> **Task prompt**
Every record that follows must be set down word for word.

> **Information shown**

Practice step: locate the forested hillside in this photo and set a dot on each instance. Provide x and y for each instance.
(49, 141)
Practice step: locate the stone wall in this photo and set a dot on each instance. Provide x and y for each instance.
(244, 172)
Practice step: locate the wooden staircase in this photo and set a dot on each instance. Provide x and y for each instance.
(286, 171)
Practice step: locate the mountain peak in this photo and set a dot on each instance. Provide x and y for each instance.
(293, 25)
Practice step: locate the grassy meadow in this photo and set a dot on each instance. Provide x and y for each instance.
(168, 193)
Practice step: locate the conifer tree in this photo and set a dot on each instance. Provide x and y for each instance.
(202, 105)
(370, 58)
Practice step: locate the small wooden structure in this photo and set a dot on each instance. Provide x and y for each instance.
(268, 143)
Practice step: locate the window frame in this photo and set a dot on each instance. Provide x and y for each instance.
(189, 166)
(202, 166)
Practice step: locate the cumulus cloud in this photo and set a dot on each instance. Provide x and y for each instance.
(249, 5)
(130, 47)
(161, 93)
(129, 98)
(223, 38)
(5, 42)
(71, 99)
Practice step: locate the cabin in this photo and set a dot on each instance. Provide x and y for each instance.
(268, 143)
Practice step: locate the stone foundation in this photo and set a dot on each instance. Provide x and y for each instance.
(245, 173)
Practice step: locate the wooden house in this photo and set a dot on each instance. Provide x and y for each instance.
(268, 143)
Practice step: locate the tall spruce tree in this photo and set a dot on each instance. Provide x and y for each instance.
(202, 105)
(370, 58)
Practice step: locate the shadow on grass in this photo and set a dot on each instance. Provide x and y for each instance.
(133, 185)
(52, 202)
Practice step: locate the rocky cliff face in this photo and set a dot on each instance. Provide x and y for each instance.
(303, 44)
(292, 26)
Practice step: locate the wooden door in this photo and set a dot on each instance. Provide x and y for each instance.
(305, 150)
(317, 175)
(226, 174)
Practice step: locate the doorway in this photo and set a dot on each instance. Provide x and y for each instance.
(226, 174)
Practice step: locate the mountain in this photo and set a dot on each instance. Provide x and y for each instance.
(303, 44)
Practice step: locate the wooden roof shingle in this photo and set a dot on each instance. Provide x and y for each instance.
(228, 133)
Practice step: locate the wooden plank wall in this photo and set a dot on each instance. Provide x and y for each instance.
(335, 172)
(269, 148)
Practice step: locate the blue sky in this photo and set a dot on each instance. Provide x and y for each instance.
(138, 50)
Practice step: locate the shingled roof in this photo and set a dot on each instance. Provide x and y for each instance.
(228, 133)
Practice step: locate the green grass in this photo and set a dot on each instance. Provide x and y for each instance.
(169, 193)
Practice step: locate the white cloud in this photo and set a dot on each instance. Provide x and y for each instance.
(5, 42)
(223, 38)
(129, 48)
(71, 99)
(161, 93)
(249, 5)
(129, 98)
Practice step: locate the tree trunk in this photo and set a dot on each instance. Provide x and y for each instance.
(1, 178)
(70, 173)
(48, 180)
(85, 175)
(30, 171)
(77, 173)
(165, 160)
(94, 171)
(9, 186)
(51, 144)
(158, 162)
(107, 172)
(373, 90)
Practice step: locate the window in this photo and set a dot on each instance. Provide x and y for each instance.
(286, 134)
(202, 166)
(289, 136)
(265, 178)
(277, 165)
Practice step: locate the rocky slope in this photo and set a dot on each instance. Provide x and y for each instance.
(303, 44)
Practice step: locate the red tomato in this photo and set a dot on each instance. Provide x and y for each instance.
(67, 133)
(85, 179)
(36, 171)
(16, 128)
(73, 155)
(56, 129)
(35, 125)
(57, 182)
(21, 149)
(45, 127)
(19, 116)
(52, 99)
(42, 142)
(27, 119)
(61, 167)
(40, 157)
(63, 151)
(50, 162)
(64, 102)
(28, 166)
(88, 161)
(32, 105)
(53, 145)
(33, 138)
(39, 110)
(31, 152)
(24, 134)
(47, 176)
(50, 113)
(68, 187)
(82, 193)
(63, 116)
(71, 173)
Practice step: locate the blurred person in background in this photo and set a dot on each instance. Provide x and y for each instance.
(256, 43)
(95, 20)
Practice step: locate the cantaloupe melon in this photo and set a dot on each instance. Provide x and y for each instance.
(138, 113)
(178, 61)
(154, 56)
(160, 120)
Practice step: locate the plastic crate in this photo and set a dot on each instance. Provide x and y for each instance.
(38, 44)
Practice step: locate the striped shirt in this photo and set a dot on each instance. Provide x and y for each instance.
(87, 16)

> **Result**
Practice step: locate the forested hillside in this photo and set a dot on each instance. Provide x and y for each instance.
(49, 141)
Practice step: locate the stone wall in this photo and set a dot on each instance. Provide x and y for each instance.
(244, 172)
Practice step: locate the wooden staircase in this photo and set a dot on each instance. Provide x and y for each instance.
(286, 171)
Practice step: locate the mountain peak in this photo and set a dot on each instance. Provide x and y for each instance.
(293, 25)
Practice step: locate the grassy meadow in this photo and set a dot on each instance. Provide x and y for each instance.
(168, 193)
Practice step: locate the conifer tree in this photo and set a dot on each instance. Provide x and y for each instance.
(202, 105)
(370, 58)
Practice step: locate the small wooden structure in this photo and set a dot on each instance. Provide x and y for each instance.
(268, 143)
Practice step: locate the window frame in this photo and set a dot on each instance. Provide x and y for each instance.
(189, 166)
(202, 166)
Practice step: locate the cumulus cloud in this photo and set a dot on each instance. Provide x and y for each instance.
(249, 5)
(130, 47)
(161, 93)
(129, 98)
(223, 38)
(5, 42)
(71, 99)
Practice step: locate the cabin in this photo and set a dot on each instance. Provide x and y for each instance.
(268, 143)
Practice step: locate the stone foundation in this photo and set a dot on each instance. Provide x and y for each instance.
(245, 173)
Practice step: locate the wooden house in this photo and set a dot on each instance. Provide x and y for each instance.
(268, 143)
Practice step: locate the tall spruce tree in this photo and set a dot on each instance. Provide x and y for each instance.
(202, 105)
(370, 58)
Practice step: locate the shadow on grass in this photo and set a dot on each instance. Provide x and y for each instance.
(133, 185)
(52, 202)
Practice step: locate the rocky cliff face in this photo and set a dot on each instance. Provide x and y for each instance.
(303, 44)
(292, 26)
Practice step: locate the wooden door in this photo and set a dot on each instance. Provide x and y for each instance.
(305, 150)
(317, 175)
(226, 174)
Practice step: locate the doorway in this photo and set a dot on each instance. Provide x and y for each instance.
(226, 174)
Practice step: locate the mountain in this photo and set a dot on each instance. Provide x and y for each instance.
(303, 44)
Practice step: locate the wooden roof shingle in this photo and set a dot on each instance. Provide x and y for each instance.
(228, 133)
Practice step: locate the wooden plank wall in this photo and set a dot on each instance. Provide x and y for each instance.
(335, 172)
(269, 148)
Practice step: locate the blue sky in this photo and set a dot on each instance. Provide x and y for each instance.
(138, 50)
Practice step: locate the shingled roof in this photo and set a dot on each instance. Provide x and y for each instance.
(228, 133)
Practice step: locate the green grass in this photo and set a dot on each instance. Provide x and y for each instance.
(169, 193)
Practice step: locate the white cloud in this photo and set a dot on each instance. Provide x and y for each instance.
(5, 42)
(223, 38)
(129, 48)
(71, 99)
(161, 93)
(249, 5)
(129, 98)
Practice step: locate the tree trunk in this photo and set a dot on each instance. Provide x and y for each instance.
(1, 178)
(70, 173)
(48, 180)
(85, 175)
(30, 171)
(77, 173)
(165, 160)
(94, 171)
(9, 186)
(51, 144)
(158, 162)
(107, 172)
(373, 90)
Practice step: locate the window in this photo and set a dot on each instance. Provide x and y for each instance.
(286, 134)
(202, 166)
(289, 136)
(265, 178)
(277, 165)
Practice step: locate the rocky slope in this photo and set a dot on each instance. Provide x and y for each instance.
(303, 44)
Practice step: locate the red tomato in this photo and set a dot on each instance. Provide x and y for each instance.
(67, 133)
(85, 179)
(36, 171)
(16, 128)
(73, 155)
(56, 129)
(35, 125)
(57, 182)
(21, 149)
(45, 127)
(19, 116)
(52, 99)
(42, 142)
(27, 119)
(61, 167)
(40, 157)
(63, 151)
(50, 162)
(64, 102)
(28, 166)
(88, 161)
(32, 105)
(53, 145)
(33, 138)
(39, 110)
(31, 152)
(24, 134)
(47, 176)
(50, 113)
(68, 187)
(82, 193)
(63, 116)
(71, 173)
Practice step: locate the blurred person in background in this photo and set a dot on each instance. Provide x and y for each instance.
(256, 43)
(95, 20)
Practice step: locate the cantaloupe melon in this photo and set a dot on each instance. Provide x and y for each instance.
(138, 113)
(178, 61)
(154, 56)
(160, 120)
Practice step: locate the plastic crate in this photo and set a dot on each instance. Provide x and y for each instance.
(38, 44)
Practice step: locate the striped shirt in this photo and set a dot on each instance. Provide x and y for each instance.
(87, 16)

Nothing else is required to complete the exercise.